• **Task objective**
Copy the records again, changing "photo" to "image" and leaving everything else intact: begin at the line that has "ornate street lamp?" and stop after the line that has "91 40 L 91 44".
------------------------------
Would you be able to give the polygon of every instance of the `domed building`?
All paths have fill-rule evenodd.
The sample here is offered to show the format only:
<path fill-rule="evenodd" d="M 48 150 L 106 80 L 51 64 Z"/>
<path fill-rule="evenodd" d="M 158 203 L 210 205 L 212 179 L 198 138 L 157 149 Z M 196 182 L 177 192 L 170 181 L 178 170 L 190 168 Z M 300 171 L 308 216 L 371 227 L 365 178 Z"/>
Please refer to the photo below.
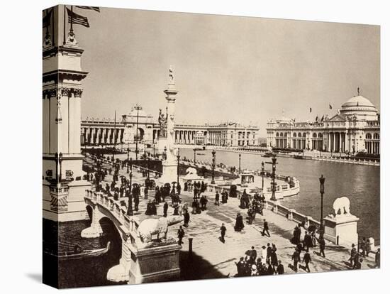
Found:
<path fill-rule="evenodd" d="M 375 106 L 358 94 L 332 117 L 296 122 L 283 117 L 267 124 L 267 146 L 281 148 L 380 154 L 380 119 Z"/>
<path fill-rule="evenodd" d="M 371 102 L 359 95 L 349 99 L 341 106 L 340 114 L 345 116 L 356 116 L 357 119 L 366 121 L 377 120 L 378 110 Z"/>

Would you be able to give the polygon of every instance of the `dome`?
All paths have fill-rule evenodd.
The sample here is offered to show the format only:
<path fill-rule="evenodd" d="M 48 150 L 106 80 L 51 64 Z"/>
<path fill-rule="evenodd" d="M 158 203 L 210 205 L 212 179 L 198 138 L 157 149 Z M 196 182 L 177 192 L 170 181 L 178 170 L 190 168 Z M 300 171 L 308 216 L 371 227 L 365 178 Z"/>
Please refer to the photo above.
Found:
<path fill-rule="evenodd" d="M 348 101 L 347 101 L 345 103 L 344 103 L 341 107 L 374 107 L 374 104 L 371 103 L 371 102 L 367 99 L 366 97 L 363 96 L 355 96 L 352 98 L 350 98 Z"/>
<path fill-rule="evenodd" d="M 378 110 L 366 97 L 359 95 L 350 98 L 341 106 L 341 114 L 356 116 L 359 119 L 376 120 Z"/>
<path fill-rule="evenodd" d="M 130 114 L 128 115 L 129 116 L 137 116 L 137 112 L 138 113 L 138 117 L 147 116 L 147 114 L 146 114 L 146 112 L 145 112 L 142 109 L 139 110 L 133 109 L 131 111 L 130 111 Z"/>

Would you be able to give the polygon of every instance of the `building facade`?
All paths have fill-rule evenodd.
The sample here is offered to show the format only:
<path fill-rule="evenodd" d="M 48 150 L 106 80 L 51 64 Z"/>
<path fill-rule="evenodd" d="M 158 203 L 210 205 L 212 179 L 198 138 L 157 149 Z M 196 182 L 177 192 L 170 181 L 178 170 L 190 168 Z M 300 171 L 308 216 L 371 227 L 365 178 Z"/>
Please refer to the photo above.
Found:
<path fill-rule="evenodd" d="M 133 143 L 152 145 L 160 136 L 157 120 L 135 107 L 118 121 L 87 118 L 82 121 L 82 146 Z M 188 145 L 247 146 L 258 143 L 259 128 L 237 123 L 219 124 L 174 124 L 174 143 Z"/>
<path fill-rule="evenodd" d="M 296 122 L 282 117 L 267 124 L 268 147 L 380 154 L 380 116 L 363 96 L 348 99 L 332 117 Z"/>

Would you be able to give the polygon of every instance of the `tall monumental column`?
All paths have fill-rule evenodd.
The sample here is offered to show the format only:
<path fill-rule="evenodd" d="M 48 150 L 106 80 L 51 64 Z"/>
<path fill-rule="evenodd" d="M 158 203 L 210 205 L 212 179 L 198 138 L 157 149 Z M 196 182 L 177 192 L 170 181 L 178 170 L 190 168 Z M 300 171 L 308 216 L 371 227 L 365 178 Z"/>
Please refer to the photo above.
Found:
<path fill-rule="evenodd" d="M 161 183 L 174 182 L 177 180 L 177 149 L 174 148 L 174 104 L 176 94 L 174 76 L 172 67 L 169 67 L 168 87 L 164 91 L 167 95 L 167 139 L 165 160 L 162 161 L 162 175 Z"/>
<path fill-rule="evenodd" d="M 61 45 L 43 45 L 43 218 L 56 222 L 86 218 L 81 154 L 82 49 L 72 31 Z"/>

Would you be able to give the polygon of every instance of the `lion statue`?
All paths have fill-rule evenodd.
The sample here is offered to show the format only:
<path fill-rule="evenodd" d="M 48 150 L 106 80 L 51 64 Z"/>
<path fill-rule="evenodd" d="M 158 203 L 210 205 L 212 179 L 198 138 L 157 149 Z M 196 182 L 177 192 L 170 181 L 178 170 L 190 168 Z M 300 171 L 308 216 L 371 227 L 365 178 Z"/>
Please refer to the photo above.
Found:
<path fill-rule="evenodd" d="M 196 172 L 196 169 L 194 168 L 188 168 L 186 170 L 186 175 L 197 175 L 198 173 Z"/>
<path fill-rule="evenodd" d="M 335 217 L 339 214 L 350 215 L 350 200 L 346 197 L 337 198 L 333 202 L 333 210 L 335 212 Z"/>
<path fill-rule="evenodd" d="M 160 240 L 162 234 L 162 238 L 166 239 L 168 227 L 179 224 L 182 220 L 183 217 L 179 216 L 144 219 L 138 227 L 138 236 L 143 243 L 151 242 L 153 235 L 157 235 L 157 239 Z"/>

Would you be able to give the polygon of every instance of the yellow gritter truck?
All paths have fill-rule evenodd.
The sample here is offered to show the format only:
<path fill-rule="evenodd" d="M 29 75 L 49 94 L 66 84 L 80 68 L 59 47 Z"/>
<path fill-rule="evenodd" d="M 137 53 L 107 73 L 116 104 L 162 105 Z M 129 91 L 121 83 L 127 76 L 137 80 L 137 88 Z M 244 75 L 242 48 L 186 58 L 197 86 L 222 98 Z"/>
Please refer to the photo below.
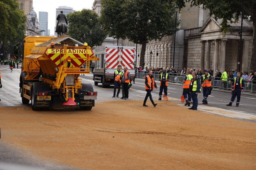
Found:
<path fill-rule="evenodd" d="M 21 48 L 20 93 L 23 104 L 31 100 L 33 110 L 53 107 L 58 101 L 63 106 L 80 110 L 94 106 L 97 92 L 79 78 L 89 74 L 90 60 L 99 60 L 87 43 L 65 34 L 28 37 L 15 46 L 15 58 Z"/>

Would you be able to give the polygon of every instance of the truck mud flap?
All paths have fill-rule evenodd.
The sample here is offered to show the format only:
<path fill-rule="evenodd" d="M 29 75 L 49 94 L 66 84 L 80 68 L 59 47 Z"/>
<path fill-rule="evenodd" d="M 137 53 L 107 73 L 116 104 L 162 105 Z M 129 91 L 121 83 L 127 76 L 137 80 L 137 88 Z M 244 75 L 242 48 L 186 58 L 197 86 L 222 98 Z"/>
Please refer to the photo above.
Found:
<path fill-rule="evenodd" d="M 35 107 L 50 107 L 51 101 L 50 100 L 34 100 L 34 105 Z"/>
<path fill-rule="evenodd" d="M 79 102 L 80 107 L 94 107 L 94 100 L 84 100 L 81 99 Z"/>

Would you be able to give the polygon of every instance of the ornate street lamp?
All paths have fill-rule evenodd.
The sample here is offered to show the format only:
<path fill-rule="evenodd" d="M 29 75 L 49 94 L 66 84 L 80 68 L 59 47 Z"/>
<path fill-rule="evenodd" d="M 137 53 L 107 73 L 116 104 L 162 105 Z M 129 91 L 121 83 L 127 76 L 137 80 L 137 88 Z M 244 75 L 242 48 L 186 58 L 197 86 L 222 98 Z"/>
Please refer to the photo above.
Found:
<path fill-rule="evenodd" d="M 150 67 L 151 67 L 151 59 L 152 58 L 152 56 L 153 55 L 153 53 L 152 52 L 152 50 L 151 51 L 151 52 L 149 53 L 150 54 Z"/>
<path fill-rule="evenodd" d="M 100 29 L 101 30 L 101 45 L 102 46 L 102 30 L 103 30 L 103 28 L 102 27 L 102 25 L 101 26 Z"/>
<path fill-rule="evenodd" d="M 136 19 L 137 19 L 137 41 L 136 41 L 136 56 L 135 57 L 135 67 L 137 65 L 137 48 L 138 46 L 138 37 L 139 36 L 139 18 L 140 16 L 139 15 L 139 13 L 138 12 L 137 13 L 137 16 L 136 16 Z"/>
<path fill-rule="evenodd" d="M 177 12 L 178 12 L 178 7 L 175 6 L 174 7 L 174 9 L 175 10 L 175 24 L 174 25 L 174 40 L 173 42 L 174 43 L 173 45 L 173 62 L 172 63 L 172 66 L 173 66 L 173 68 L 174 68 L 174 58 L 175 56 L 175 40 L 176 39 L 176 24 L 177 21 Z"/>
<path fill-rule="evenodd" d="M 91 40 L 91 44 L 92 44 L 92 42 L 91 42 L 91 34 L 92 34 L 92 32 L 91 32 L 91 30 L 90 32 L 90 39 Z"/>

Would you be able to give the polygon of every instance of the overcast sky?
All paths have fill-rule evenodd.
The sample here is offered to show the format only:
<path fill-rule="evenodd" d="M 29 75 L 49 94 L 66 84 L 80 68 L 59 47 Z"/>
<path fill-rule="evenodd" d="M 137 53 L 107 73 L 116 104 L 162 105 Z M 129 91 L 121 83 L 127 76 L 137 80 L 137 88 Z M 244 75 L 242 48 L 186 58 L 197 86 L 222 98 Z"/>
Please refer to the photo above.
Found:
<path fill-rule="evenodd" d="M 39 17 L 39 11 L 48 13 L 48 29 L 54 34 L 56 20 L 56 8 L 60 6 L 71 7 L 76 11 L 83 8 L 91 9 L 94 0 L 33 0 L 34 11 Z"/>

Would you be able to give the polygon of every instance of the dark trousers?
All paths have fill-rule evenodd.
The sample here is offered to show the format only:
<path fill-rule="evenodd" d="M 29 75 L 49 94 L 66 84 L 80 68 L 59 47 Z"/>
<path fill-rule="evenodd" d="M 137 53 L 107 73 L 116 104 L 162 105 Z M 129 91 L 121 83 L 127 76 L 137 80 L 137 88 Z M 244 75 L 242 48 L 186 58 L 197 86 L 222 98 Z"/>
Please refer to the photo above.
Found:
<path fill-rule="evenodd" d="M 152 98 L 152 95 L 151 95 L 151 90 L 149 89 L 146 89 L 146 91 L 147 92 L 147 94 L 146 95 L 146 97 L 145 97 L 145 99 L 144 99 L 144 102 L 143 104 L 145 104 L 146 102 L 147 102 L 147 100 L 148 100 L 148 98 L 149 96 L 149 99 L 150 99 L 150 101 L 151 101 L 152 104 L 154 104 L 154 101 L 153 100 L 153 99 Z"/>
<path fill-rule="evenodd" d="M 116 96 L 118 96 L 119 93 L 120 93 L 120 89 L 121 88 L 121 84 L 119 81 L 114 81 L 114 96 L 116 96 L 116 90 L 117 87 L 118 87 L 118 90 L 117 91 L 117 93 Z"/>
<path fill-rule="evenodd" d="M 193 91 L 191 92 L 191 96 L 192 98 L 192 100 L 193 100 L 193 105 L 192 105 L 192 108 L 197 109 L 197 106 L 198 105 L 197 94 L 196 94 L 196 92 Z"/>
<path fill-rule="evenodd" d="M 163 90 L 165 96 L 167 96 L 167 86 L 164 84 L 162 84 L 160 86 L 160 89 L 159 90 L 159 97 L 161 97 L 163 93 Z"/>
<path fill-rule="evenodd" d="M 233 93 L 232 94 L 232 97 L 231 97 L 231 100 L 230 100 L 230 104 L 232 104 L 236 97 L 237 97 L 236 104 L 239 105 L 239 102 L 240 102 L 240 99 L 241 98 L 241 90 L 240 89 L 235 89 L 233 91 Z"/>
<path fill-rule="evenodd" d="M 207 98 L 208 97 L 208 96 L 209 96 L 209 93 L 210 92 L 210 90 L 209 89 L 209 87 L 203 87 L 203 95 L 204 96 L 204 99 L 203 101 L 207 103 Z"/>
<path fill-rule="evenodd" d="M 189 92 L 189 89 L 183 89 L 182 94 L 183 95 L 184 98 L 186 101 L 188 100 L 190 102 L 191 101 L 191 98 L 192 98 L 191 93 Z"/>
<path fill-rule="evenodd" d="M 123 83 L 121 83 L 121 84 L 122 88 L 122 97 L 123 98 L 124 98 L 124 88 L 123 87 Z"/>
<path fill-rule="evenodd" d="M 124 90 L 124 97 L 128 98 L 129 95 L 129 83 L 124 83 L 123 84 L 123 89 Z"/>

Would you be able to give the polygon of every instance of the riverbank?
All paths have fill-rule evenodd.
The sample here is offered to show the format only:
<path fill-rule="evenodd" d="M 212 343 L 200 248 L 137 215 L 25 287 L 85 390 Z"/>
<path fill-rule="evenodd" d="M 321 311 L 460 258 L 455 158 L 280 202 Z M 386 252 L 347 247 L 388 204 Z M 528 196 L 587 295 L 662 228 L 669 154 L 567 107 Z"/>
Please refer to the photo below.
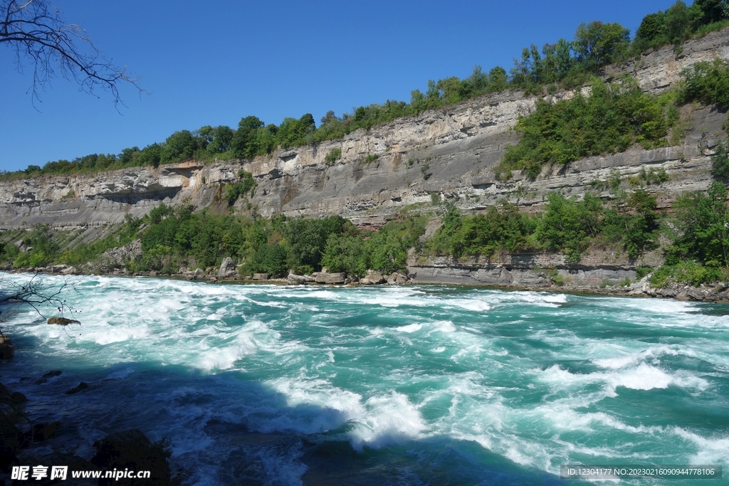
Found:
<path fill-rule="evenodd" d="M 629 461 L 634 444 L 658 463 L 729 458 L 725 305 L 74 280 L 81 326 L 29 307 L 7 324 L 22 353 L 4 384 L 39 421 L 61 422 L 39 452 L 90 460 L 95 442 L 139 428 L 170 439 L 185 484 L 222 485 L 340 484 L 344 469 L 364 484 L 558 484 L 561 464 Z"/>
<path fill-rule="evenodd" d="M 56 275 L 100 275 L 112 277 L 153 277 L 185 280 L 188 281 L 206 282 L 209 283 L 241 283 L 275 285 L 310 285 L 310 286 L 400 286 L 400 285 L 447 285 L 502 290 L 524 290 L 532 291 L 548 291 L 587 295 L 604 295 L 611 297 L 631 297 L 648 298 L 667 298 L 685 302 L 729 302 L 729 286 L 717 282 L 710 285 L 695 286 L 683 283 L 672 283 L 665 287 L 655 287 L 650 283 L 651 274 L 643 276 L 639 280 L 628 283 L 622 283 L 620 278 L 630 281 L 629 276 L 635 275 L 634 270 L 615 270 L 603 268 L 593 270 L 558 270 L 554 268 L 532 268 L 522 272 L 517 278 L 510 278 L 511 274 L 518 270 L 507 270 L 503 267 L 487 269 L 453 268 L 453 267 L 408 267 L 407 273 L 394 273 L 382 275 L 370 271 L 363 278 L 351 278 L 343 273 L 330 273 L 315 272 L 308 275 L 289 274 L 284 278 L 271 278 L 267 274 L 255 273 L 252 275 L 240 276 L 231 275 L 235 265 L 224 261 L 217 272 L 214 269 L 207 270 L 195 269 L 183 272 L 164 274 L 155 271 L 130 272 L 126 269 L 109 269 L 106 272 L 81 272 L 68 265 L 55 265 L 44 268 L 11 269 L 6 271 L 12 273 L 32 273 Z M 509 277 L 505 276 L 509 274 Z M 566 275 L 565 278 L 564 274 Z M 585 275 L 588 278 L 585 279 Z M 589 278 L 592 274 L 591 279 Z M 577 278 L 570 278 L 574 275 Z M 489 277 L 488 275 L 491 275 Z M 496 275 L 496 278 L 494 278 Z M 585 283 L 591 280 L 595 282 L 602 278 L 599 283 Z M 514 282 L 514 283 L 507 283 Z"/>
------------------------------
• **The response**
Would you be able to give the polygon of every instance of the ornate street lamp?
All paths have fill-rule evenodd.
The sample here is offered to show the format only:
<path fill-rule="evenodd" d="M 29 75 L 49 94 L 66 84 L 80 68 L 59 47 Z"/>
<path fill-rule="evenodd" d="M 137 53 L 107 73 L 116 104 L 162 105 Z M 129 91 L 121 83 L 127 76 L 137 80 L 137 88 Z M 244 75 L 242 48 L 186 58 L 197 86 L 222 98 Z"/>
Please refer to the image above.
Found:
<path fill-rule="evenodd" d="M 150 67 L 151 67 L 151 59 L 152 58 L 152 56 L 153 55 L 153 53 L 152 52 L 152 50 L 151 51 L 151 52 L 149 53 L 150 54 Z"/>
<path fill-rule="evenodd" d="M 100 29 L 101 30 L 101 45 L 102 46 L 102 30 L 103 30 L 103 28 L 102 27 L 102 25 L 101 26 Z"/>
<path fill-rule="evenodd" d="M 136 19 L 137 19 L 137 41 L 136 41 L 136 56 L 135 57 L 135 67 L 137 65 L 137 48 L 138 46 L 138 37 L 139 36 L 139 18 L 140 16 L 139 15 L 139 13 L 138 12 L 137 13 L 137 16 L 136 16 Z"/>
<path fill-rule="evenodd" d="M 177 12 L 178 12 L 178 7 L 175 6 L 174 7 L 174 9 L 175 10 L 175 24 L 174 25 L 174 40 L 173 42 L 174 43 L 173 45 L 173 62 L 172 63 L 172 66 L 173 66 L 173 68 L 174 68 L 174 58 L 175 56 L 175 40 L 176 39 L 176 24 L 177 21 Z"/>
<path fill-rule="evenodd" d="M 91 40 L 91 44 L 92 44 L 92 42 L 91 42 L 91 34 L 92 34 L 92 32 L 91 32 L 91 30 L 90 32 L 90 39 Z"/>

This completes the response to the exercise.